WORK TO BE COMPLETED:
The lines you return should be those containing the string "tree", taken from the data below.

EXERCISE MATERIAL:
------------------------------------------------------------

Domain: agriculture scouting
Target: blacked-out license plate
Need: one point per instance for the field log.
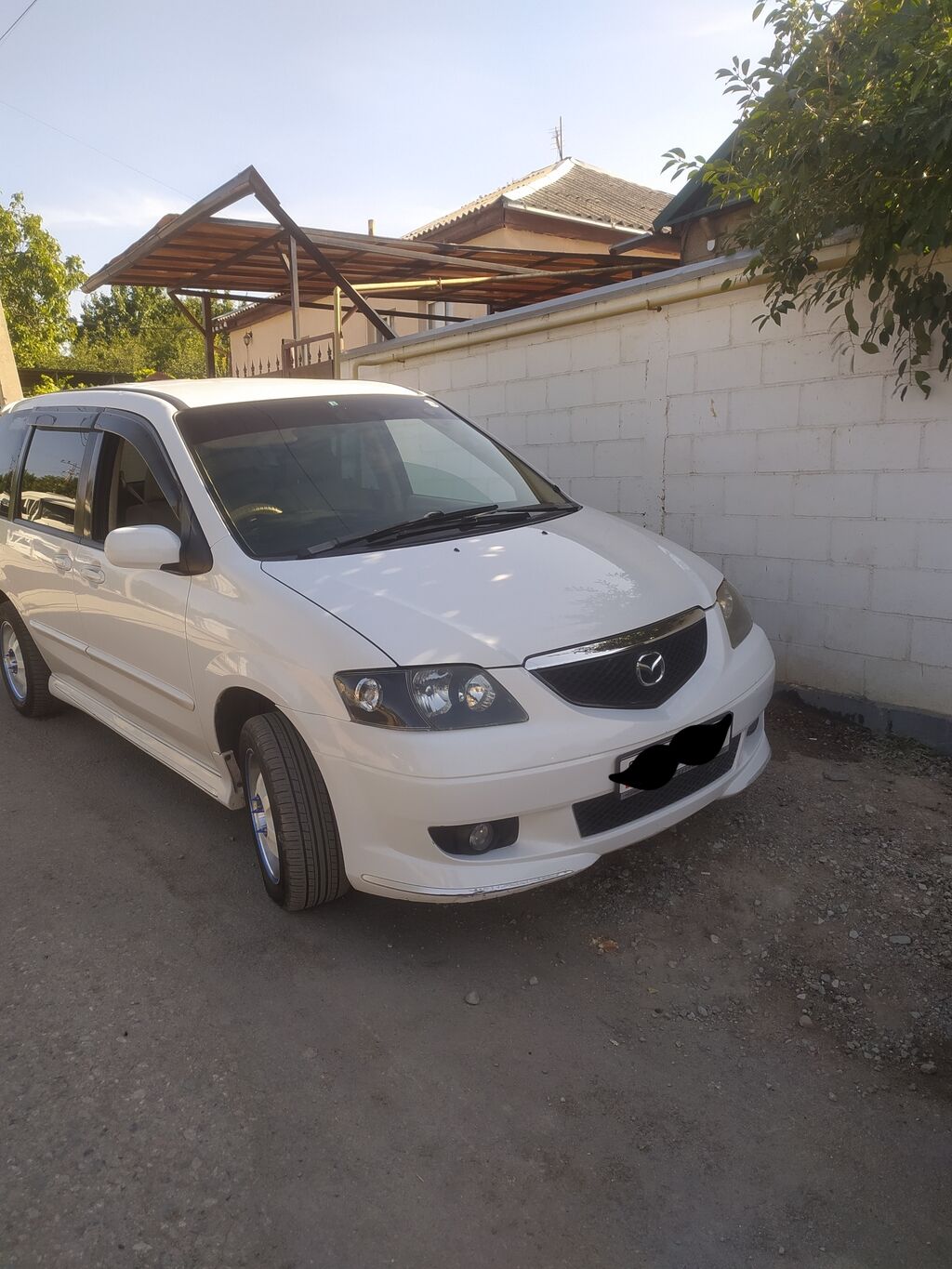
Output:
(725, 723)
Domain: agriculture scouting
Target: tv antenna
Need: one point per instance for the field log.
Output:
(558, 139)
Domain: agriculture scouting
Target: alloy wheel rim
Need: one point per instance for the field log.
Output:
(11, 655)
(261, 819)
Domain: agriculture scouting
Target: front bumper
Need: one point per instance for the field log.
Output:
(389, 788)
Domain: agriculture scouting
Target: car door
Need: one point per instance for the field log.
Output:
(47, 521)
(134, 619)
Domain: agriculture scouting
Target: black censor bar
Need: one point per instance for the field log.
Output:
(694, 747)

------------------------------------------------------------

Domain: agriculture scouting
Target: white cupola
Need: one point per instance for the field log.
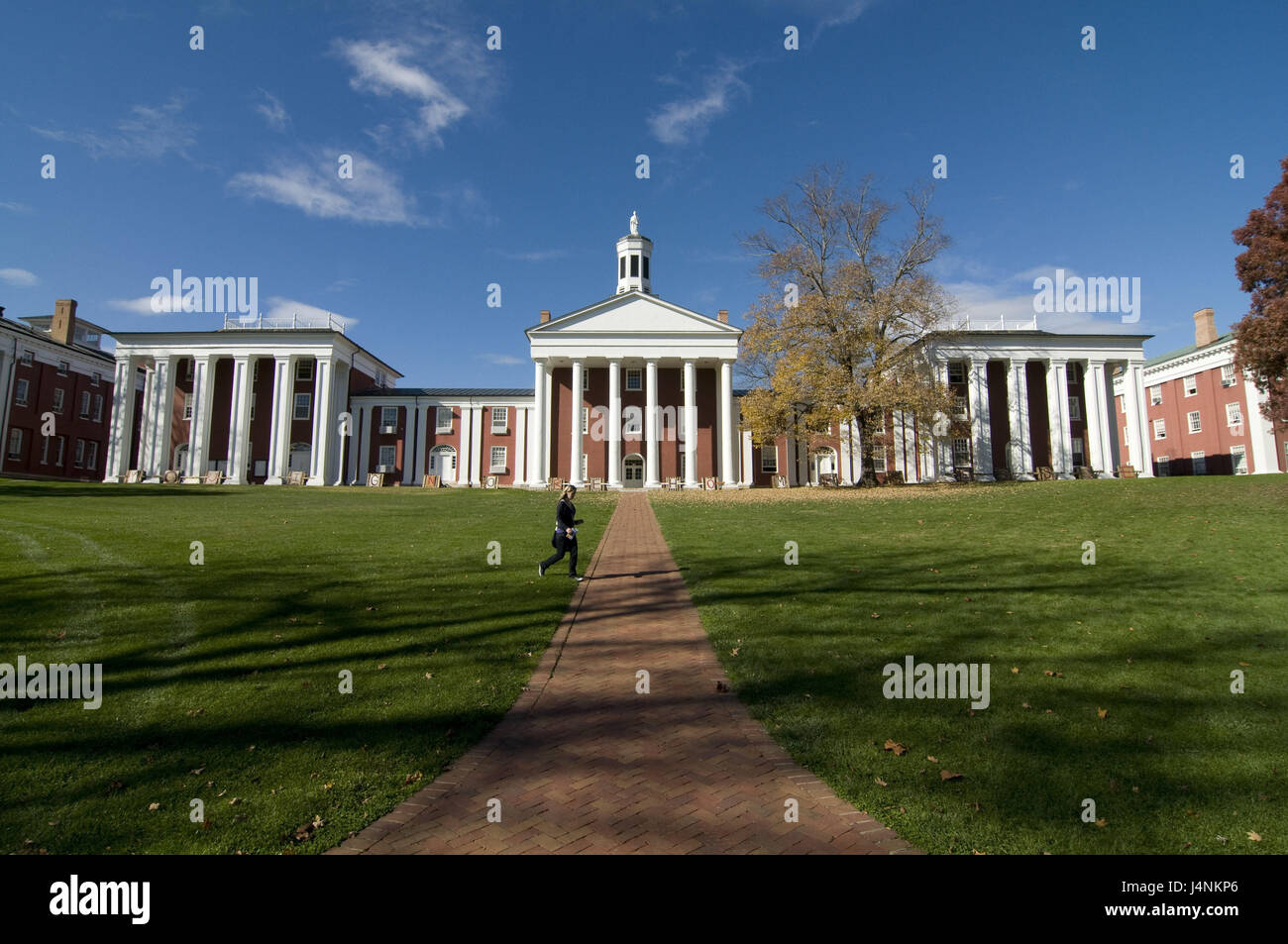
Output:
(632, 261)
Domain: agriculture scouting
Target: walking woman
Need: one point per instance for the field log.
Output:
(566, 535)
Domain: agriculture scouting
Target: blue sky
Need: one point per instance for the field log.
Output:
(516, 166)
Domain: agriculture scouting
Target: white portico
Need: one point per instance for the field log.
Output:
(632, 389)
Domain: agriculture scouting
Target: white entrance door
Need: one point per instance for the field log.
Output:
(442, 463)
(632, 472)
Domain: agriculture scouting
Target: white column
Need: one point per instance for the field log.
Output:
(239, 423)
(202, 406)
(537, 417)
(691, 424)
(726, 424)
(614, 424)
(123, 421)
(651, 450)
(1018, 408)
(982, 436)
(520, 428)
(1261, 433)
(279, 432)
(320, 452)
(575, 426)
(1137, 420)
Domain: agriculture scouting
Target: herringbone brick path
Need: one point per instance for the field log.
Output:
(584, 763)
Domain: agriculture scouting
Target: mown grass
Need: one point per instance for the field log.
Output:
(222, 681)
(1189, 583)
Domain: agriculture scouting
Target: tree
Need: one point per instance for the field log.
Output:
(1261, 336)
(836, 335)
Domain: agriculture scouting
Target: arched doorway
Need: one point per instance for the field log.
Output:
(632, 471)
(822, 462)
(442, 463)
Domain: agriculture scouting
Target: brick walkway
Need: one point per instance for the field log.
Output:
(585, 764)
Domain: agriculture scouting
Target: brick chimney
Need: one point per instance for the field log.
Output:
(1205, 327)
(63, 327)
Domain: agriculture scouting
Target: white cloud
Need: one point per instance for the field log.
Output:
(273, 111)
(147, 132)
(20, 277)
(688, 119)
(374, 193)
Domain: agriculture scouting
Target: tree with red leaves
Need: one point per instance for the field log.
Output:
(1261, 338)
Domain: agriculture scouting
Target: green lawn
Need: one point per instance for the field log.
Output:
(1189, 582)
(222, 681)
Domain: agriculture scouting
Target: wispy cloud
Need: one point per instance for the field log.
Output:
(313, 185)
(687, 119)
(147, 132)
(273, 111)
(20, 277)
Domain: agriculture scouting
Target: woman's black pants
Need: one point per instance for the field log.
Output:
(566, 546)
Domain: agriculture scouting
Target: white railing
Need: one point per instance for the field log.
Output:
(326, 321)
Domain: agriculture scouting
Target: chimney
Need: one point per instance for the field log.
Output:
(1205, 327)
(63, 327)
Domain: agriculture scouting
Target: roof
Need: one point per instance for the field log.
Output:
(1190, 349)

------------------------------------------------------------

ANSWER TO THE PROBLEM:
Target: tree
Target: tree with red leaves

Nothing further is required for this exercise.